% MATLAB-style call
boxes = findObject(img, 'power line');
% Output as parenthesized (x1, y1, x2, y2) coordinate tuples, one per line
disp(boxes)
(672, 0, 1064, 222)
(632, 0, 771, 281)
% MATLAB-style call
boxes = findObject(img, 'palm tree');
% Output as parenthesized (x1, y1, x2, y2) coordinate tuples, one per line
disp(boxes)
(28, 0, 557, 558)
...
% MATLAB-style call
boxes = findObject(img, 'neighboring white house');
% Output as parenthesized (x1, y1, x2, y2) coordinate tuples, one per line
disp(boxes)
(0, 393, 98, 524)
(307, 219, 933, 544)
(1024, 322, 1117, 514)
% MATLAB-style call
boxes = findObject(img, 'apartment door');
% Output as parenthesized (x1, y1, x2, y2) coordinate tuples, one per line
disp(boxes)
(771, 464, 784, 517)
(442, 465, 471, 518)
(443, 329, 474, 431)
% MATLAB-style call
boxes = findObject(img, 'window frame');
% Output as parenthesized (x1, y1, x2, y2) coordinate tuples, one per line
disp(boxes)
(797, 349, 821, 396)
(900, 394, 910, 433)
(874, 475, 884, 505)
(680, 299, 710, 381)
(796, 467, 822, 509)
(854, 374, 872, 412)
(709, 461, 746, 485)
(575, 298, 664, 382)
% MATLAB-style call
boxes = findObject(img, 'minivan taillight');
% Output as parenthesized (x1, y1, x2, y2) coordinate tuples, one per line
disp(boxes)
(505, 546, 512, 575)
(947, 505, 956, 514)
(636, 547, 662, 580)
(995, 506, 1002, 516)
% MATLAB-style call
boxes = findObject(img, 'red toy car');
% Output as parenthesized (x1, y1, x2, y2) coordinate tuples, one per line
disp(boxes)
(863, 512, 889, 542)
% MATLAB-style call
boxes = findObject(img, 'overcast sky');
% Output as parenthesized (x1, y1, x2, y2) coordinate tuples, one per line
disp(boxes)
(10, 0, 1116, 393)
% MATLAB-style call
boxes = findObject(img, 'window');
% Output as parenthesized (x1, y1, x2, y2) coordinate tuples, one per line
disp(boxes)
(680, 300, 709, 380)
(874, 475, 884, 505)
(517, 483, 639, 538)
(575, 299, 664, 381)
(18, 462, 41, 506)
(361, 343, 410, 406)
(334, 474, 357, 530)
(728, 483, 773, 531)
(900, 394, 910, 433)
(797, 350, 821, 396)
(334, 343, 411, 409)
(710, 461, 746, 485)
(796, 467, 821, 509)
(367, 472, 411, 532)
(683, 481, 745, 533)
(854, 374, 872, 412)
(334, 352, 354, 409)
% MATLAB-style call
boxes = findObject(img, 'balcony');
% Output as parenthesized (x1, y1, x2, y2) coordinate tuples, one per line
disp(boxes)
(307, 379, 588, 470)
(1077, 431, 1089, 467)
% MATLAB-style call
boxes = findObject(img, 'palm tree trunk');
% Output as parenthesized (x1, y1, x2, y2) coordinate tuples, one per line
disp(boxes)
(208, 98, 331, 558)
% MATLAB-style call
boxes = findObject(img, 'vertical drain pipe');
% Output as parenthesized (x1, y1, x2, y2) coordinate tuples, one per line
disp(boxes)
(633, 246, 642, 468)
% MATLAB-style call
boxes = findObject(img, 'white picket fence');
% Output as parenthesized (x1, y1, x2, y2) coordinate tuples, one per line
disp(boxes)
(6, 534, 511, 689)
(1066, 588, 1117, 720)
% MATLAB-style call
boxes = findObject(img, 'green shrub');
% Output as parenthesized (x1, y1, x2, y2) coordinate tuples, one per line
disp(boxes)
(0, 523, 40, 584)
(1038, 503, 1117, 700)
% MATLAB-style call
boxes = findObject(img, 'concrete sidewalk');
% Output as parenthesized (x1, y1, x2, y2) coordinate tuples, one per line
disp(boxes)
---
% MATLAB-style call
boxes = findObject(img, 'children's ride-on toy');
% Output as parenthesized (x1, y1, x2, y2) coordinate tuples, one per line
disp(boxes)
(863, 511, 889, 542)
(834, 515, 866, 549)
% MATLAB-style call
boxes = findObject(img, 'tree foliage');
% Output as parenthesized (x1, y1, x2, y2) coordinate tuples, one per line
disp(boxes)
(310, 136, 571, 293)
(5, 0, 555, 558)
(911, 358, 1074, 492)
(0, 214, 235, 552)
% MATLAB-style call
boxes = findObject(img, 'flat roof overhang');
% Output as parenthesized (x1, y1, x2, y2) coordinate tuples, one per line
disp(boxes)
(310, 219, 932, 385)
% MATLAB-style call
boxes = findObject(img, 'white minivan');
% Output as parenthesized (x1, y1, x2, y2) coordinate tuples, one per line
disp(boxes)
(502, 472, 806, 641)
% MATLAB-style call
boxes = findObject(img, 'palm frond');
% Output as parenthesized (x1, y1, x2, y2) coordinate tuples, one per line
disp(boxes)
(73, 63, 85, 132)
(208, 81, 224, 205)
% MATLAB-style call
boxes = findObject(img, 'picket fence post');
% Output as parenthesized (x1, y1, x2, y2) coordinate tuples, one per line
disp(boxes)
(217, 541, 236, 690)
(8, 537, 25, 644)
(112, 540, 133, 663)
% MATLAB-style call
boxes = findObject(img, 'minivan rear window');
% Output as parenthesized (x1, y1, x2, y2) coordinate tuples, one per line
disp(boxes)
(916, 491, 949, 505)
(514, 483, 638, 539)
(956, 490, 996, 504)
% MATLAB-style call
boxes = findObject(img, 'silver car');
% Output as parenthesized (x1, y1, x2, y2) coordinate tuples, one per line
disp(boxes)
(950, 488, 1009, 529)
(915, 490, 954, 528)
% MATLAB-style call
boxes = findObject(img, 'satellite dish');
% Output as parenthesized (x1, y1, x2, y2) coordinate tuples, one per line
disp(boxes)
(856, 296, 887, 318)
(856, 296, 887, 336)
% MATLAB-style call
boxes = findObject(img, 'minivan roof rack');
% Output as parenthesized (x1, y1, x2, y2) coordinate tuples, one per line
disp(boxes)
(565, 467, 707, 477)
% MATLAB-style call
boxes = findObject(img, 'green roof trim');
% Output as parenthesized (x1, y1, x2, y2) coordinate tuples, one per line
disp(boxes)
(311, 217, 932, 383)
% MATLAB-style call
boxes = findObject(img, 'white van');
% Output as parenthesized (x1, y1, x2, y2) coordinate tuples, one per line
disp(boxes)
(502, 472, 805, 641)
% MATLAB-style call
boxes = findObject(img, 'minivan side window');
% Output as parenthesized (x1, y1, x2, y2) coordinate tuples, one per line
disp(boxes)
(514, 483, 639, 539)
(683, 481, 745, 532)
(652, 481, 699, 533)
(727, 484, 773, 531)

- [Goal of the exercise]: Filter the data for the string "fence". Copy each matching line.

- [Written solution]:
boxes = findObject(img, 'white picket fence');
boxes = findObject(img, 'picket fence post');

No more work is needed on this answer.